(Items from a dataset)
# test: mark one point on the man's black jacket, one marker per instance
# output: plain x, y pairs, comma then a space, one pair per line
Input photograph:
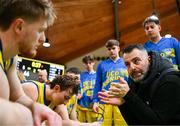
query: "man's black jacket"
163, 107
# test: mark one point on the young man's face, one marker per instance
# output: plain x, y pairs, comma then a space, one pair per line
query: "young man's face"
62, 97
113, 51
137, 64
89, 65
32, 36
74, 75
152, 30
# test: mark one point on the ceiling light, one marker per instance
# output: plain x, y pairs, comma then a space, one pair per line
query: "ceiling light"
168, 36
46, 43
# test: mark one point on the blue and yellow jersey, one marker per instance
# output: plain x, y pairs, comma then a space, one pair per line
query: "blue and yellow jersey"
71, 103
41, 87
87, 85
4, 64
108, 71
168, 48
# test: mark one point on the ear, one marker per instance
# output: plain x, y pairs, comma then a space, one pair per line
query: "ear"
57, 88
18, 25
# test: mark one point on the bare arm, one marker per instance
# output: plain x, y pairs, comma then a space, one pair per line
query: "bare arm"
16, 90
40, 112
62, 111
4, 90
30, 90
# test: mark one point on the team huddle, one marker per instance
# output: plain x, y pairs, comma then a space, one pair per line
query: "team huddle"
141, 87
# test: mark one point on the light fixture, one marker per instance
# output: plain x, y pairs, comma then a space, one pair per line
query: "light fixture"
46, 43
168, 35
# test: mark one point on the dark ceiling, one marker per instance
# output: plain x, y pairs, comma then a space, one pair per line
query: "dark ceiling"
85, 25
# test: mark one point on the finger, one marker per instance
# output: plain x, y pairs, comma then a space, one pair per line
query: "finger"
121, 79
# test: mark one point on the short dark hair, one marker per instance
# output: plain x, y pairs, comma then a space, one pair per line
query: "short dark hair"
152, 18
65, 82
88, 58
29, 10
74, 70
130, 48
111, 43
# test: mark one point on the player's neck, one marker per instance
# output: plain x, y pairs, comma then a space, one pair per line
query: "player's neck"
8, 45
156, 39
48, 93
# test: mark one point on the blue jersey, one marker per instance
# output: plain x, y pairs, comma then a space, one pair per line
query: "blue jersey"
108, 71
87, 85
168, 48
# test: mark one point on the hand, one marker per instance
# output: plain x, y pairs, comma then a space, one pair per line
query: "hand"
119, 90
95, 124
79, 96
110, 99
42, 113
96, 107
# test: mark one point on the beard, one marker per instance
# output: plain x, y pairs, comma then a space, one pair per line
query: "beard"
140, 78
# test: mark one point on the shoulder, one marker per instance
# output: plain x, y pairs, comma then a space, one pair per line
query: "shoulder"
30, 89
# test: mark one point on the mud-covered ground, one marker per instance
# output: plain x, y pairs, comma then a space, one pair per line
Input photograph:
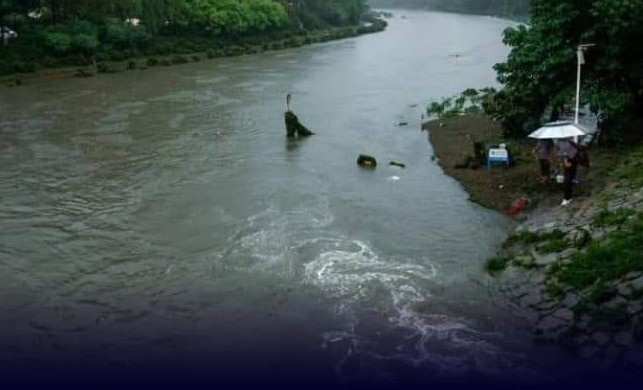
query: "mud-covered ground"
497, 188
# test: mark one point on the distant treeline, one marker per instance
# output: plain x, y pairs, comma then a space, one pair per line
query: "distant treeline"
483, 7
77, 32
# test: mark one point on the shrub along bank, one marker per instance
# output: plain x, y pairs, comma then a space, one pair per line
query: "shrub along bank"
140, 33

The task:
Could you edit the material above so that "marker" becomes "dot" everywhere, with everything else left unchanged and the pictures left out?

Solution:
# test: mark one point on the man's black jacket, one dot per instance
# output: plain x, y pairs, comma then a space, one pair per line
Input photograph:
query: "man's black jacket"
163, 107
# test: mark one point on the young man's face, one dot per instance
# output: plain x, y pairs, comma then a space, one pair per line
query: "young man's face"
62, 97
113, 51
137, 64
89, 65
32, 36
74, 75
152, 30
# test: mark one point on the ceiling light, one dot per instance
# output: plain x, y pairs, comma then a space, one pair per line
query: "ceiling light"
168, 36
46, 43
# test: mark one point on the blue and yellow jersey, one dot per instance
# output: plain x, y pairs, comma then a space, one pair per line
query: "blue and yellow jersey"
71, 103
41, 87
87, 85
4, 64
108, 71
168, 48
# test: mark one point on the ear, one dot per instance
# output: plain x, y pairs, comma then a space, one pair per line
query: "ear"
57, 88
18, 25
# test: mark one point on the bare arm, one dot per instance
# output: plain x, y pairs, comma then a space, one pair per line
query: "bare arm"
16, 90
40, 112
62, 111
4, 90
30, 90
# test: mark one point on the team huddle, one dot per instance
# output: plain x, y pairs, comma then a space, one pair per line
query: "team huddle"
141, 87
# test: mark one point on the light fixture, one dot per instance
# output: plain x, y pairs, comma then a space, one pair per line
query: "light fixture"
46, 43
168, 35
# test: mark one point on the dark ceiling, one dot per instance
# output: plain x, y pairs, comma then a space, one pair per line
query: "dark ceiling"
85, 25
# test: mark one point on the finger, one dot per instance
# output: plain x, y pairs, comma then a space, one pair per line
query: "finger"
121, 79
# test: mark one point on the short dark hair, one dot per instance
# output: plain x, y pairs, comma then a space, one pair per line
query: "short dark hair"
152, 18
65, 82
88, 58
29, 10
74, 70
130, 48
111, 43
# test: mark one point on the player's neck, one dot per instance
# output: plain x, y pairs, comma then a space, one pair per line
query: "player's neck"
8, 45
156, 39
48, 93
# test: mark one point on the blue jersey, one dot per instance
# output: plain x, y pairs, comma then a space, one pair per line
query: "blue jersey"
108, 71
87, 85
168, 48
# test: mark one point on the hand, one dot per instance
# output: plain x, y pairs, comma then a space, one pair per line
query: "hand"
119, 90
95, 124
79, 96
110, 99
42, 113
96, 107
# test: mark one point on the beard, one dot per instance
# output: plain x, y pairs, comma then a space, one pair per line
query: "beard"
140, 78
# test: mark one point on the shoulder, one dot per instance
# output: plain x, y pairs, comma then a space, one pair per line
query: "shoulder"
30, 89
# test: mark one point on the mud-covered ground, one dot per instance
# output: plain x, y pairs, comma then a space, one pair per line
Input photograph:
query: "mud-covered ground"
497, 188
# test: mark one point on the distant treeline, one dot per instance
# output: plain x, y pairs, comma then a space, one pair per line
query: "distant treeline"
483, 7
77, 32
# test: mark one point on the shrub along bank, one dot per instance
# output: plain x, y pairs, comma then a space, one pair per line
query: "shrub along bank"
140, 33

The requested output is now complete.